Work required: Beginning with the line that holds "Pest-scouting request: point out the highway", set down each line of the data below through the very last, exactly as given, and nothing beyond that.

***** Dataset content *****

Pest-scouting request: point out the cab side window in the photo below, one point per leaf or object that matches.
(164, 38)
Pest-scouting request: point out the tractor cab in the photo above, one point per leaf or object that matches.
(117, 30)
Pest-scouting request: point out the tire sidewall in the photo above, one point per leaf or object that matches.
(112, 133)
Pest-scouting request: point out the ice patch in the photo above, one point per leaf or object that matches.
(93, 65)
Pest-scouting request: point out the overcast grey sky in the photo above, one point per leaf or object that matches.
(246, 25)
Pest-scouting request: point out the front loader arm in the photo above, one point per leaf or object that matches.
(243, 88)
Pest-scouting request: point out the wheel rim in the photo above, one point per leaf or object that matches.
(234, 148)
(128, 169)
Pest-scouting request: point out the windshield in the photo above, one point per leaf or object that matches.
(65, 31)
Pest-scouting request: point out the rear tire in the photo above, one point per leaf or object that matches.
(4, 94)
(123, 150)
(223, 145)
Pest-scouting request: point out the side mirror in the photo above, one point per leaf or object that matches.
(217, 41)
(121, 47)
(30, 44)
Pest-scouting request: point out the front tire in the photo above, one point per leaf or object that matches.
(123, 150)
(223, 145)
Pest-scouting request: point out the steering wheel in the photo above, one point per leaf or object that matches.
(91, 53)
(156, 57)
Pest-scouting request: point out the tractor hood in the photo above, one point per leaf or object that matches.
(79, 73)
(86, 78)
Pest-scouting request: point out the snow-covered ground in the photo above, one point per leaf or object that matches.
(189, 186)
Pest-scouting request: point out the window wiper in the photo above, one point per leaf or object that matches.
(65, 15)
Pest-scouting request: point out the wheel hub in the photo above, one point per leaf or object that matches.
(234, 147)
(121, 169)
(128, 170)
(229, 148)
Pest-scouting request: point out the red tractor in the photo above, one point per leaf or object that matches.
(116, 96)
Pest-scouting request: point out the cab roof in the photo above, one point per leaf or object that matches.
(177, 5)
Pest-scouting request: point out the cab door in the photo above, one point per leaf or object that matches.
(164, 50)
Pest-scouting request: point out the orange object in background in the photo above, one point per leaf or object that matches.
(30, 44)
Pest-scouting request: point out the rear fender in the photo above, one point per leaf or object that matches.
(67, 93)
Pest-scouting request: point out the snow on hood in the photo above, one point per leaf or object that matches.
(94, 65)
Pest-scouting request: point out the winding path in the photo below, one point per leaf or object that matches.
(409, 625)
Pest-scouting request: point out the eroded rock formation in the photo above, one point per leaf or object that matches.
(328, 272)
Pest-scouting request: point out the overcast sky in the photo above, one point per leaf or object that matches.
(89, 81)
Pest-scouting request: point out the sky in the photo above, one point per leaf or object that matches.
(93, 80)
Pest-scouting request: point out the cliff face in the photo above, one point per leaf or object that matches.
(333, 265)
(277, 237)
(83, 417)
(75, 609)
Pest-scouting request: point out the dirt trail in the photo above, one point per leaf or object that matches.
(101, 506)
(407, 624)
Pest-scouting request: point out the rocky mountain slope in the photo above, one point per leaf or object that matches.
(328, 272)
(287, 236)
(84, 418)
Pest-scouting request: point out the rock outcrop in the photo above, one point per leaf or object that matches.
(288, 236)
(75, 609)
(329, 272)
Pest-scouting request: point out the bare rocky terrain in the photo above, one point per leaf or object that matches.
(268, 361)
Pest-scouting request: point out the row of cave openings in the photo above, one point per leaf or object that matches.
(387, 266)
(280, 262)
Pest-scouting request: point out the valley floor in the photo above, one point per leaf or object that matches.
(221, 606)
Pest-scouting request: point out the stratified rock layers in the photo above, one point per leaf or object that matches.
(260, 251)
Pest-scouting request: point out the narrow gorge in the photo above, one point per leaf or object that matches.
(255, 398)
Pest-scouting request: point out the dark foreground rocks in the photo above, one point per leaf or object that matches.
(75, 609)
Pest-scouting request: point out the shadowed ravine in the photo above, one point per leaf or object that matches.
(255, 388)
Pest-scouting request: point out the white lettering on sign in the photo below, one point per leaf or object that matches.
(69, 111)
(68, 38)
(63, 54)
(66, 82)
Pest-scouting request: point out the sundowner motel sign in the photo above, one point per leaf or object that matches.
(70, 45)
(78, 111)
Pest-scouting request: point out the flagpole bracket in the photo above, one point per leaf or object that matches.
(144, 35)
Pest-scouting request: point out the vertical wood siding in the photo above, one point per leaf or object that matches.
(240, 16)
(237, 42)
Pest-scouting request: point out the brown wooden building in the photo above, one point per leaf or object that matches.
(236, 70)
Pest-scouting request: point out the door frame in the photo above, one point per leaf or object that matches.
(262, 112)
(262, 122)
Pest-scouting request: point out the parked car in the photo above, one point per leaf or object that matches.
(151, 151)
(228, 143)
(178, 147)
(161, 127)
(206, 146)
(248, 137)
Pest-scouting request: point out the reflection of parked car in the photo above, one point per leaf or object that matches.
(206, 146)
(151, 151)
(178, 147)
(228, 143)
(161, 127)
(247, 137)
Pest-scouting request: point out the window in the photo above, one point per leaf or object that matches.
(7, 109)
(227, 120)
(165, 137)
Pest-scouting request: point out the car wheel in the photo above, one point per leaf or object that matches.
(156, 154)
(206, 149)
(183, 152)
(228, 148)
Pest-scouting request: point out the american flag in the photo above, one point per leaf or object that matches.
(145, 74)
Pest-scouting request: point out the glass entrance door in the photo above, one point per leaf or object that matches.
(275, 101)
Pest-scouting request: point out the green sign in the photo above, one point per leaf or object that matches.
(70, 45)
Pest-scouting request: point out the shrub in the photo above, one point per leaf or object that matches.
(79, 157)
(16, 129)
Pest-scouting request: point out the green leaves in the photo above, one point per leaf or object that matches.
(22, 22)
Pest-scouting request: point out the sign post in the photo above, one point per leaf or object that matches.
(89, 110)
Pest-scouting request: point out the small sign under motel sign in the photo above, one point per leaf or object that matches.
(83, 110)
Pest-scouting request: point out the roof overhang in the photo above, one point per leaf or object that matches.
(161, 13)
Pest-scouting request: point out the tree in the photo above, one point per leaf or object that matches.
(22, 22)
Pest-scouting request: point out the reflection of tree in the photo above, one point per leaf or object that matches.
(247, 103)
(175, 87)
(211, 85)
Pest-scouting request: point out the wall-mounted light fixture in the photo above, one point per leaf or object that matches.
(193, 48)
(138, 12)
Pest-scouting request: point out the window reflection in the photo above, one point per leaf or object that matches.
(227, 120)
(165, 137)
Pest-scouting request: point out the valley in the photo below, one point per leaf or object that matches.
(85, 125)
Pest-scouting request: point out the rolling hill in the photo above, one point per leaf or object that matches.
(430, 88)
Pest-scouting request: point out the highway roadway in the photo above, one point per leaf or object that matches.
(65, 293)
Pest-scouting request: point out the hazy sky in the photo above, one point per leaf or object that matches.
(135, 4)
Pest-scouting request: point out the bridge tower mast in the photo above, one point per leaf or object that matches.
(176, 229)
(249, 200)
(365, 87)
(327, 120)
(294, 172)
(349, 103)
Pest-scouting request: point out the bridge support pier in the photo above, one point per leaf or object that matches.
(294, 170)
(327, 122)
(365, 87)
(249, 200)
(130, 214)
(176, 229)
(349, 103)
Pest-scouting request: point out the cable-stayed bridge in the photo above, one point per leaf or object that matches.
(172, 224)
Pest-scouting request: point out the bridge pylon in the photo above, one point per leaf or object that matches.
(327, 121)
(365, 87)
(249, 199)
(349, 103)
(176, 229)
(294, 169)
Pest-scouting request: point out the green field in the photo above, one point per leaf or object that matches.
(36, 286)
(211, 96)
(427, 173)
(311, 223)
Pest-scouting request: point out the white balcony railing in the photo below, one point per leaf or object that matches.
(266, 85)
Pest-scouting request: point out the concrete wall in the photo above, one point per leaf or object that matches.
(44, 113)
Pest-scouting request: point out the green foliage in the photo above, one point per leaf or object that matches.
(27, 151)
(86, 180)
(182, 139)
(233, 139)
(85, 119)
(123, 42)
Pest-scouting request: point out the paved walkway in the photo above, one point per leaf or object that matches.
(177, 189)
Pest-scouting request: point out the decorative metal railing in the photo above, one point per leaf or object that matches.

*****

Task response:
Pest-scouting request: point out the highway roadway in the photo above, one point per leaf or object that matches.
(65, 293)
Pest-scouting request: point out the hazy sky in the photo above, one point per leaf or object that matches.
(135, 4)
Pest-scouting request: point out the bridge tower mast in the photo above, one point per leaf or object that matches.
(176, 229)
(249, 200)
(365, 87)
(327, 120)
(294, 172)
(349, 103)
Pest-scouting request: point out the bridge support pier in the photo above, one point per leaf or object that matches.
(294, 170)
(327, 122)
(365, 87)
(249, 200)
(130, 214)
(176, 229)
(349, 103)
Pest-scouting request: point out the cable-stayed bridge in the photo above, one point per leaf or object that matches.
(172, 224)
Pest-scouting request: point out the bridge pylon in the photo above, one point per leaf or object that matches.
(327, 121)
(365, 87)
(249, 199)
(349, 103)
(176, 229)
(294, 169)
Pest-scouting request: point out the green field in the photo above, one point per leaf or object that matches.
(36, 286)
(211, 96)
(427, 173)
(311, 223)
Pest-scouting request: point out the white balcony railing in the photo below, one point per leaf or object that matches.
(266, 85)
Pest-scouting request: point out the concrete wall in the photo above, one point per leaf or object that matches.
(44, 113)
Pest-scouting request: point out the green foliage in the photo above, one point per leaf or object that matches.
(27, 151)
(86, 180)
(182, 139)
(233, 139)
(85, 119)
(123, 42)
Pest-scouting request: point out the paved walkway in the photo above, one point per leaf or object that matches.
(177, 189)
Pest-scouting request: point out the decorative metal railing in the photo above, one point per leaf or object that matches.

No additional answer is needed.